### SHORT PROBLEM
Copy out each of the following rows word for word, without any changes.

[Excerpts from point annotation rows]
◇ ◇ ◇ ◇ ◇

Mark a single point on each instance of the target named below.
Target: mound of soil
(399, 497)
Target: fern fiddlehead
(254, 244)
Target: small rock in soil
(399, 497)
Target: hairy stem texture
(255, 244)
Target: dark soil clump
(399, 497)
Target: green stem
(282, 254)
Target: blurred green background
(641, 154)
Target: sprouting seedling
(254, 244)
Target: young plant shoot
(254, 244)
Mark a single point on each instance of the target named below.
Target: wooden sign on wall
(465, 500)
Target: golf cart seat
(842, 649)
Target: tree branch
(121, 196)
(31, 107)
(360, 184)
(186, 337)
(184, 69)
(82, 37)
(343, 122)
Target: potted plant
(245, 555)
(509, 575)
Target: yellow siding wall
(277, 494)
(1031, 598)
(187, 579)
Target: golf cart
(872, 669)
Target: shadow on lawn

◇ ◇ ◇ ◇ ◇

### RESULT OF THIS EXERCISE
Mark a single point on each instance of the target named below.
Target: mound of soil
(399, 497)
Target: fern fiddlehead
(254, 244)
Target: small rock in soil
(399, 497)
Target: hairy stem texture
(255, 244)
Target: dark soil clump
(399, 497)
Target: green stem
(282, 254)
Target: blurred green background
(641, 154)
Target: sprouting seedling
(254, 244)
Target: young plant shoot
(254, 244)
Mark a single point on each instance of the target named below.
Target: wooden sign on wall
(465, 500)
Target: golf cart seat
(842, 649)
Target: tree branch
(121, 196)
(31, 107)
(360, 184)
(186, 337)
(184, 69)
(82, 37)
(343, 122)
Target: potted plant
(245, 555)
(509, 575)
Target: yellow siding wall
(277, 494)
(1031, 598)
(187, 579)
Target: golf cart
(872, 669)
Target: shadow on lawn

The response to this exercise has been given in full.